Pick out every line in the records below that contains the word "white" and copy each of those lines.

--- START Material ---

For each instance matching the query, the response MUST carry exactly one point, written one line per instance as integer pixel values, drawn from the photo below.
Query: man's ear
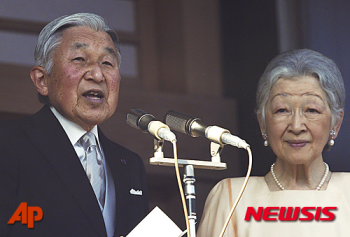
(39, 78)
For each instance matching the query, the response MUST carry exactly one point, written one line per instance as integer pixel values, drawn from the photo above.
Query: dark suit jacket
(38, 165)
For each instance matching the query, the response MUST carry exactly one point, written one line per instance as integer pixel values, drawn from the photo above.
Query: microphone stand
(190, 195)
(189, 178)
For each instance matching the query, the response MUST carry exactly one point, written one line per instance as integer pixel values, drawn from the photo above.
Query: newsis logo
(27, 215)
(291, 213)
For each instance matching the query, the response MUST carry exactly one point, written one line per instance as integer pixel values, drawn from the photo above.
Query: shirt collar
(73, 130)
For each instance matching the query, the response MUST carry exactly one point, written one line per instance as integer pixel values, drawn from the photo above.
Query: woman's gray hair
(299, 63)
(51, 35)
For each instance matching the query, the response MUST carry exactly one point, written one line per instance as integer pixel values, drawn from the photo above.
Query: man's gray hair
(51, 35)
(299, 63)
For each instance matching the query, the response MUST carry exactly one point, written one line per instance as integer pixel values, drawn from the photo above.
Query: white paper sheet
(156, 224)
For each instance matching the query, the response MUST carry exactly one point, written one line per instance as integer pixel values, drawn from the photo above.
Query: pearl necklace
(319, 185)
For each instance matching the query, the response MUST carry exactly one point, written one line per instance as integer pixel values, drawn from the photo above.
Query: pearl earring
(331, 141)
(266, 143)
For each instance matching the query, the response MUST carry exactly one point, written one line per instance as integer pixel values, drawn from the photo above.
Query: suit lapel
(49, 137)
(120, 175)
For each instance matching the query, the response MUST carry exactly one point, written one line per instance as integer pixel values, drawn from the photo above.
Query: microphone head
(139, 119)
(185, 124)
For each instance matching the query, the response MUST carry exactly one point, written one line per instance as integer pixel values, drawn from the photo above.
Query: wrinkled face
(298, 120)
(84, 83)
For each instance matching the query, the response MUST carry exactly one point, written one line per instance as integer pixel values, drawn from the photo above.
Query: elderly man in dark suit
(58, 159)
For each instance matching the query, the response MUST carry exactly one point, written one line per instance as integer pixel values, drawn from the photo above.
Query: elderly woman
(300, 108)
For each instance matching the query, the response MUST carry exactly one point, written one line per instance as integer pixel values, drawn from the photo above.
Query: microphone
(147, 123)
(195, 127)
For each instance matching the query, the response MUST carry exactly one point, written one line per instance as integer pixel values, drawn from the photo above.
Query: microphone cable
(180, 188)
(240, 193)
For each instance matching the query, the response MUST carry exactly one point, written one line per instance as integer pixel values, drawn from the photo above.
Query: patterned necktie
(94, 166)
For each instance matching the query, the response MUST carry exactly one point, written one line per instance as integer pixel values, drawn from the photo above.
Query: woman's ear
(261, 124)
(39, 78)
(338, 125)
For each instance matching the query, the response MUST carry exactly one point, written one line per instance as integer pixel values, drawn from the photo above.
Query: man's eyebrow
(111, 51)
(78, 45)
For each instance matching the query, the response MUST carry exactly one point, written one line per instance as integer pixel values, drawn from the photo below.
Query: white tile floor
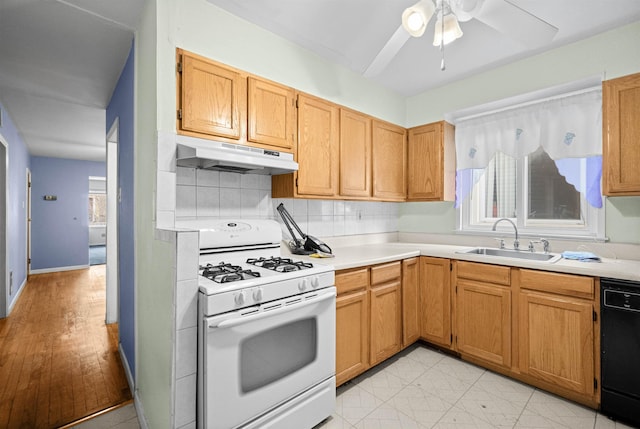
(422, 388)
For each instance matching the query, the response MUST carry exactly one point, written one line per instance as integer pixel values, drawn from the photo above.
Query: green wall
(154, 258)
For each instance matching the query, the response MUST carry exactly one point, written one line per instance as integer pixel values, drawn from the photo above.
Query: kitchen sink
(516, 254)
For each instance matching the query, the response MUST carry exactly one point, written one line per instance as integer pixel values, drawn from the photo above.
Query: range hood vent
(215, 155)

--- END Material ---

§ Output of the exercise:
Query: white paper sheet
Query: white tile floor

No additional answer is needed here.